[Region pointing data]

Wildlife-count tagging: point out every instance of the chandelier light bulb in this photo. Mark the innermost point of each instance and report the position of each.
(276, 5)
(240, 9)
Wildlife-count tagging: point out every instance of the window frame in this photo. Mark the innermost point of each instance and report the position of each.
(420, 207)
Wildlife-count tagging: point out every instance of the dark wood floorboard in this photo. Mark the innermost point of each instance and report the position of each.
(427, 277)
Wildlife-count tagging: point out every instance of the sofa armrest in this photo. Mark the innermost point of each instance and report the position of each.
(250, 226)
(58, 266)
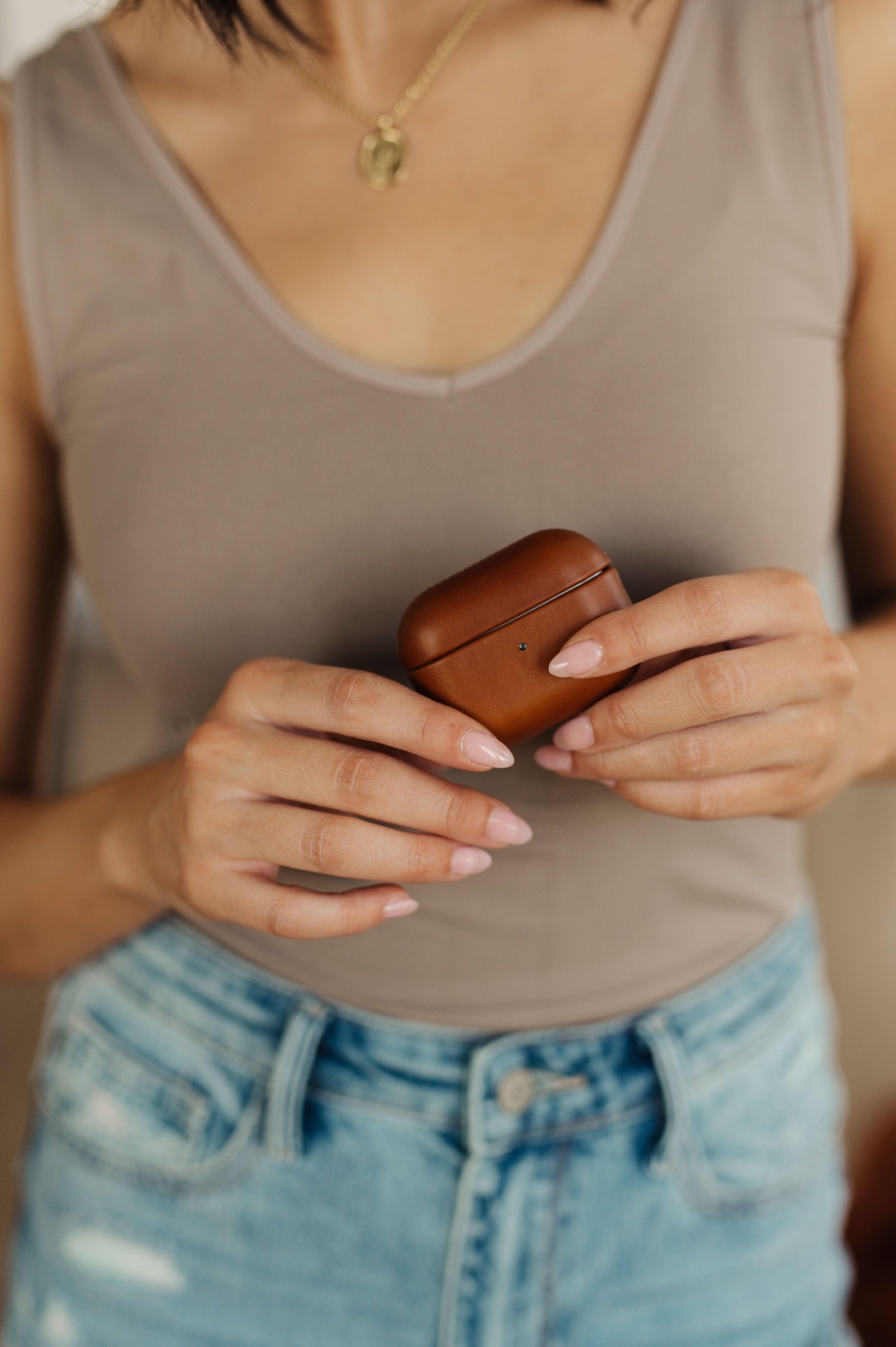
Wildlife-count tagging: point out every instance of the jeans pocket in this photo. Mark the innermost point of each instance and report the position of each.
(764, 1120)
(138, 1093)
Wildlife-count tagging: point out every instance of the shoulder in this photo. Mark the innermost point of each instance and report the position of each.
(18, 380)
(867, 49)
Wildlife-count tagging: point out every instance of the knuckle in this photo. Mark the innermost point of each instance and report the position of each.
(826, 730)
(841, 666)
(281, 918)
(623, 717)
(465, 816)
(359, 778)
(706, 805)
(325, 845)
(798, 586)
(418, 865)
(351, 695)
(196, 884)
(209, 748)
(710, 606)
(631, 635)
(721, 686)
(248, 678)
(437, 723)
(692, 755)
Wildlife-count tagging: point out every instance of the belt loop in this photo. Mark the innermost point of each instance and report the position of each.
(655, 1035)
(289, 1079)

* Goal of the exercise *
What is needed is a word-for-word copy of the data above, free of any images.

* Task answer *
Wildlife-count tagging: point out every instance of the chandelier light bulb in this photo. Mark the innermost point of each instance and report the position of each.
(276, 5)
(240, 9)
Wildlife-count tagging: point out every instance of the window frame in this photo. Mark the innermost point of each instance and report the position of each.
(420, 207)
Wildlife-count tagging: point out every instance of the dark wood floorboard in this photo. Mark the innermost point of each instance and report the position of each.
(427, 277)
Wildlife-count tagging: point out every instance of the sofa armrest in this photo. Mark the innermost point of each instance and report the position of each.
(250, 226)
(58, 266)
Wildlife-count tagging: point out every instance of the jeans pocket in this photo. Mark the innermost point of each instance and report the position of each.
(764, 1120)
(138, 1093)
Wildlife-count tagging: point out every instance of the shoulder in this photo. Mark the innermost point of each instance and report the position of each.
(18, 380)
(867, 49)
Wildlife-count tagging: point out every instance of the knuckle in this photo. Mark the innermost point of each instance and report the position of each.
(826, 730)
(841, 666)
(281, 918)
(623, 717)
(465, 816)
(359, 778)
(706, 805)
(325, 845)
(798, 586)
(418, 865)
(351, 695)
(196, 884)
(209, 748)
(710, 606)
(631, 635)
(721, 686)
(248, 678)
(437, 723)
(692, 755)
Wildlife-count tagging: point out every instance of the belt loop in this photo. Mark the innermost point of each instance and report the position of each.
(655, 1035)
(289, 1079)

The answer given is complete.